What is expected: Arrange every line of the material below as a JSON list of strings, one string per line, leaving out blank lines. Omit the pictures.
>> Start
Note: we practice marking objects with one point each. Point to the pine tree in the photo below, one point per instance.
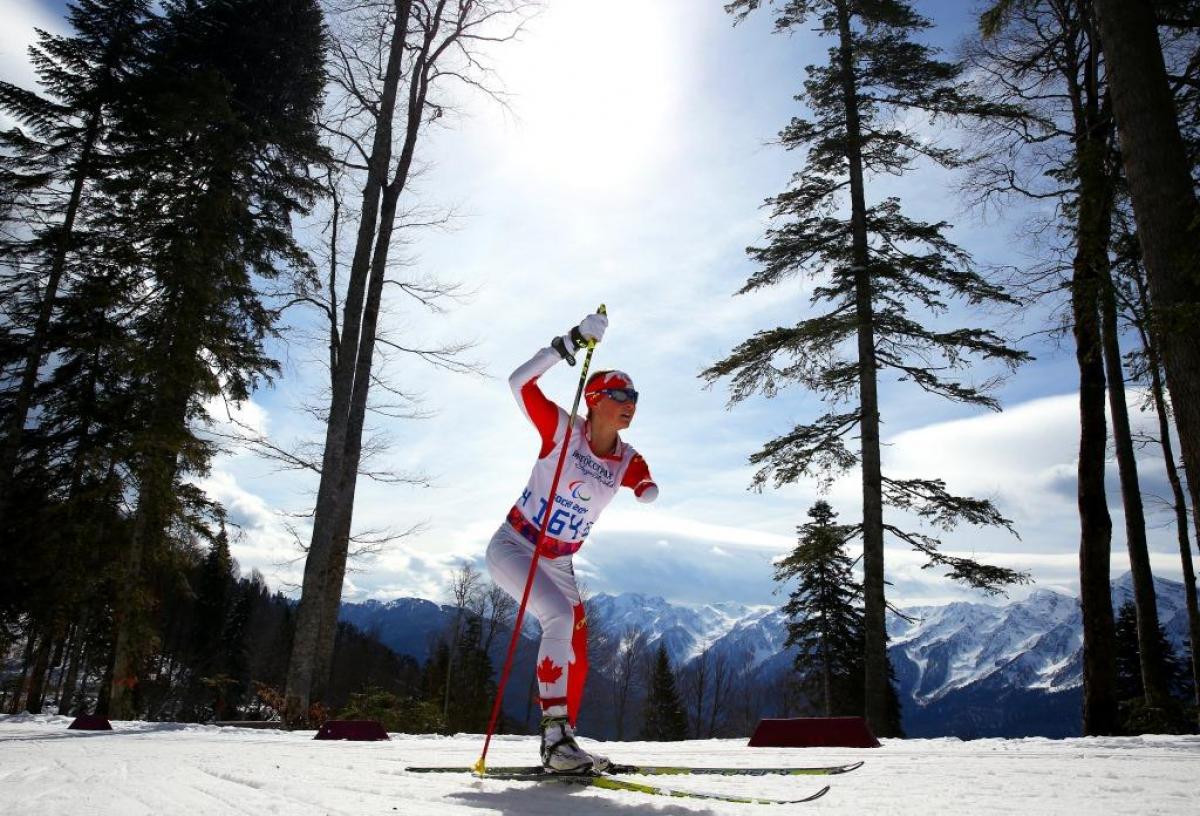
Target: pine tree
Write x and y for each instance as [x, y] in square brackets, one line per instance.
[873, 268]
[665, 719]
[47, 171]
[213, 156]
[1164, 201]
[823, 621]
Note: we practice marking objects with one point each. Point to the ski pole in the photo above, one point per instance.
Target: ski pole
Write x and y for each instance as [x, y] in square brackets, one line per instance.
[480, 768]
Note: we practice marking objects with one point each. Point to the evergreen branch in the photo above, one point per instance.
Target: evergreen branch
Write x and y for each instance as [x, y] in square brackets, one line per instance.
[810, 450]
[991, 580]
[930, 501]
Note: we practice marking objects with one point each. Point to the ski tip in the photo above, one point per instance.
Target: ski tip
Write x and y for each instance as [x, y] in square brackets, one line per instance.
[817, 795]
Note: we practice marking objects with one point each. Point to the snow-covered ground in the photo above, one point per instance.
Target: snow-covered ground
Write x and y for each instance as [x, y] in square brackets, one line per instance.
[189, 769]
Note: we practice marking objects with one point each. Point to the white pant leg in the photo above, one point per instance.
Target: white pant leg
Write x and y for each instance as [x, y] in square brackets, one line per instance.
[552, 601]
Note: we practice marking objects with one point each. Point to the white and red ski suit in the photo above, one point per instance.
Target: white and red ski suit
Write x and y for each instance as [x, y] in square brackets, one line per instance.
[587, 485]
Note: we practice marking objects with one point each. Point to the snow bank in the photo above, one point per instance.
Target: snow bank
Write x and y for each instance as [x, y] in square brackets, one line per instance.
[156, 768]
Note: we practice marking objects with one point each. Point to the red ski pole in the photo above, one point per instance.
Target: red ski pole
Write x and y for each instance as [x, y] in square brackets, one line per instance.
[480, 768]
>> End
The solution:
[
  "Note: we practice marking objects with one point each. Point to the pine tree in the photo below, one point per instance.",
  "Target: pine tree",
  "Write x and y for each instance as [x, y] in square brackets, one line per instance.",
  "[873, 268]",
  "[665, 719]",
  "[47, 171]",
  "[213, 156]",
  "[1164, 201]",
  "[823, 621]",
  "Note: we practice marking objects with one point each. Point to the ski pole in the photo above, one point per instance.",
  "Target: ski pole",
  "Write x and y for each instance as [x, y] in square brackets, one line per instance.",
  "[480, 768]",
  "Note: we practice marking objects with one point each. Point to the evergreen branch in the photo above, one point per instance.",
  "Target: evergreen branch",
  "Write x and y for each instance as [x, y] in square brackets, one line per instance.",
  "[810, 450]",
  "[991, 580]",
  "[930, 501]",
  "Note: we practice marking objects with one point each. Point to the ski tip in the photo above, one point per instance.",
  "Target: ski tip",
  "Write x and y for each instance as [x, y] in square brackets, one line per instance.",
  "[817, 795]",
  "Note: we practice marking objects with one point each. Point to the snow-covered ground in the photo above, one point per instance.",
  "Target: snow-covered ground",
  "Write x and y for each instance as [x, y] in square brackets, one line per instance.",
  "[189, 769]",
  "Note: we practice marking objects with one point each. Point to the white pant leg in the photo above, one point per instance.",
  "Target: white pant leg",
  "Write x and y for each instance as [x, y] in square brackets, one line per instance.",
  "[552, 601]",
  "Note: we practice marking objects with one point each. Point to the white and red ski suit in the photo above, one point per instance.",
  "Target: white and red ski suit",
  "Write x and y for each instance as [x, y] in square brackets, one line per instance.",
  "[587, 485]",
  "Note: we practice marking objects with one point each. Point to the snow bank in the photo above, one point per instance.",
  "Target: snow bank",
  "Write x and y for each instance as [x, y] in square brackets, one line per instance.",
  "[156, 768]",
  "Note: we practice marking objects with one point each. Point to the red ski pole in the photo above, one point per instance.",
  "Target: red ski pole",
  "Write x and y for each instance as [x, y] in square brackets, one line per instance.",
  "[480, 768]"
]